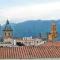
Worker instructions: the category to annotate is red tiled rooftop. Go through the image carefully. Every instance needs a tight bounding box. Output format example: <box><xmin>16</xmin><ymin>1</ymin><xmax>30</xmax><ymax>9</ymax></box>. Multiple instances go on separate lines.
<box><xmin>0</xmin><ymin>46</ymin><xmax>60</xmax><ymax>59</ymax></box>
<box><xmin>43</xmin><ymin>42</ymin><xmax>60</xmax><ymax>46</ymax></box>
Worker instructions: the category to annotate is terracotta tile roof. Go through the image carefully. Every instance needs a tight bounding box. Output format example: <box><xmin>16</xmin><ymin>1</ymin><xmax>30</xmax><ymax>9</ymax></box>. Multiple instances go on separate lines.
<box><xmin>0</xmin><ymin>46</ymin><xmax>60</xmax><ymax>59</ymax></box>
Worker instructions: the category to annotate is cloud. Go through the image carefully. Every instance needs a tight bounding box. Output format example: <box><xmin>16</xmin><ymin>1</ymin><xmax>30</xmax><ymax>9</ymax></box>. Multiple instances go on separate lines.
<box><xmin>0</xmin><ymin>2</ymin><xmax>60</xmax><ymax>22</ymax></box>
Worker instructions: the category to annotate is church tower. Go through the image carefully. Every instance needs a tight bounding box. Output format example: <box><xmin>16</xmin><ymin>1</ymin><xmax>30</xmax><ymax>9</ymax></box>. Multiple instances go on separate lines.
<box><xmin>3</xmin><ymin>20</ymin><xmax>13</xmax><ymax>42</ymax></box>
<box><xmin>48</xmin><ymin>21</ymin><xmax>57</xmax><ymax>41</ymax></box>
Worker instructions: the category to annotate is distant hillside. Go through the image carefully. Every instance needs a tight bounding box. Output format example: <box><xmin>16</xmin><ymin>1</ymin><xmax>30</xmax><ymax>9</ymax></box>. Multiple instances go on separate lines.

_____

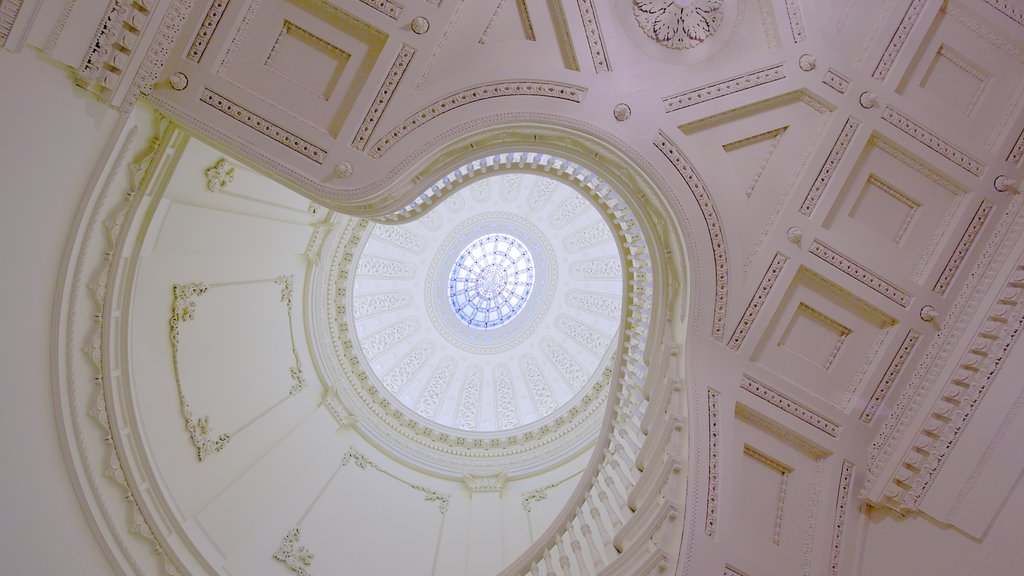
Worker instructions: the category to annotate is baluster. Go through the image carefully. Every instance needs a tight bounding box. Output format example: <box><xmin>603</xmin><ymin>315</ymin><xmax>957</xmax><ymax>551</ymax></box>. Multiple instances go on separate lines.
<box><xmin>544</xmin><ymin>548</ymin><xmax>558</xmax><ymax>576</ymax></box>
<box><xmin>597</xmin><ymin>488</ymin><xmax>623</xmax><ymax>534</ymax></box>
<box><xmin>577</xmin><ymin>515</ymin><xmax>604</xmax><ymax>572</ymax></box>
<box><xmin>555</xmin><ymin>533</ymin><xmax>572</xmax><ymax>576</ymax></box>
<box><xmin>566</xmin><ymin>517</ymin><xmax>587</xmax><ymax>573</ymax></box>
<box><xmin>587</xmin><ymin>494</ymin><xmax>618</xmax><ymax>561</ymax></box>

_____

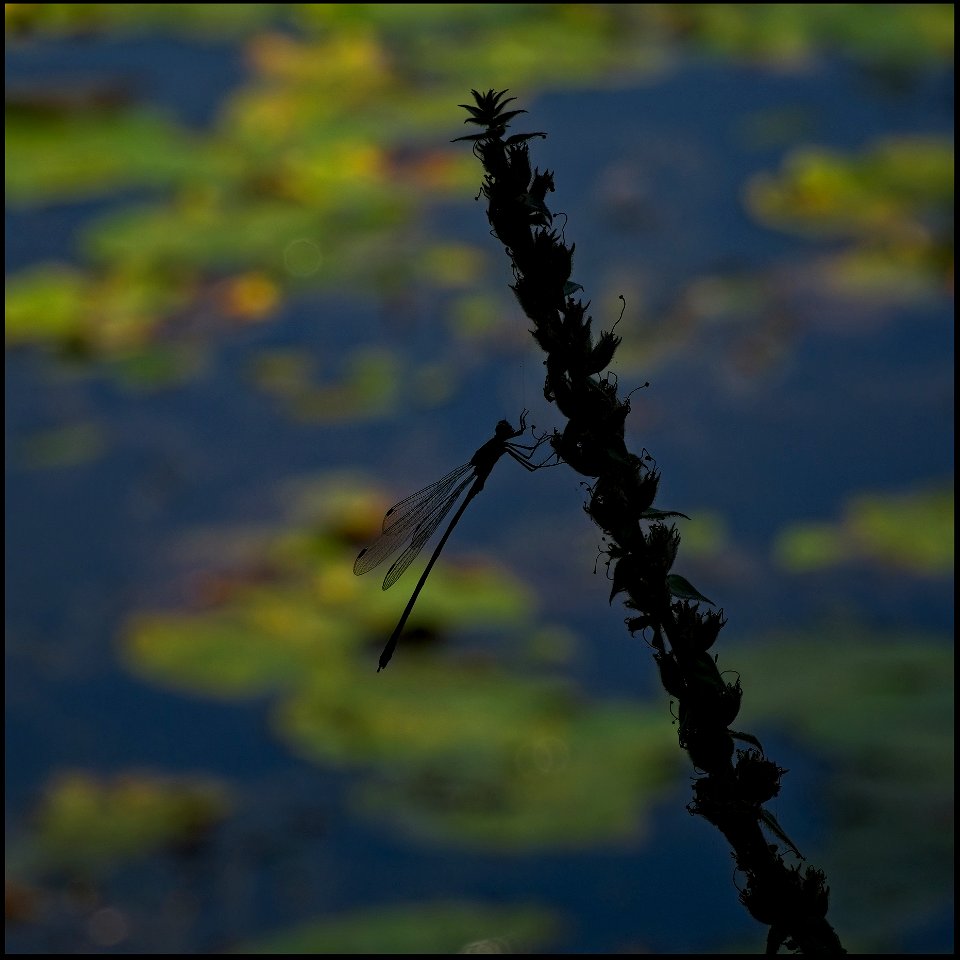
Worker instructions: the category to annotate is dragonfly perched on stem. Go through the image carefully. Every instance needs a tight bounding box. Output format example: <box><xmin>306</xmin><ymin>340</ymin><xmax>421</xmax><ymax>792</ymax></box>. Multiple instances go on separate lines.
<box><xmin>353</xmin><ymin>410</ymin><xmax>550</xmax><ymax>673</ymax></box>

_____

What you are asked to do: Pull out each line of the items above that contains the word "terracotta", matching case exactly, and copy those lines in full.

Answer to this problem:
Worker instructions: the category to annotate is terracotta tile roof. Go through the image carefully. Every instance needs a tight bounding box. Output format example: <box><xmin>16</xmin><ymin>1</ymin><xmax>30</xmax><ymax>9</ymax></box>. Multiple instances go on separate lines.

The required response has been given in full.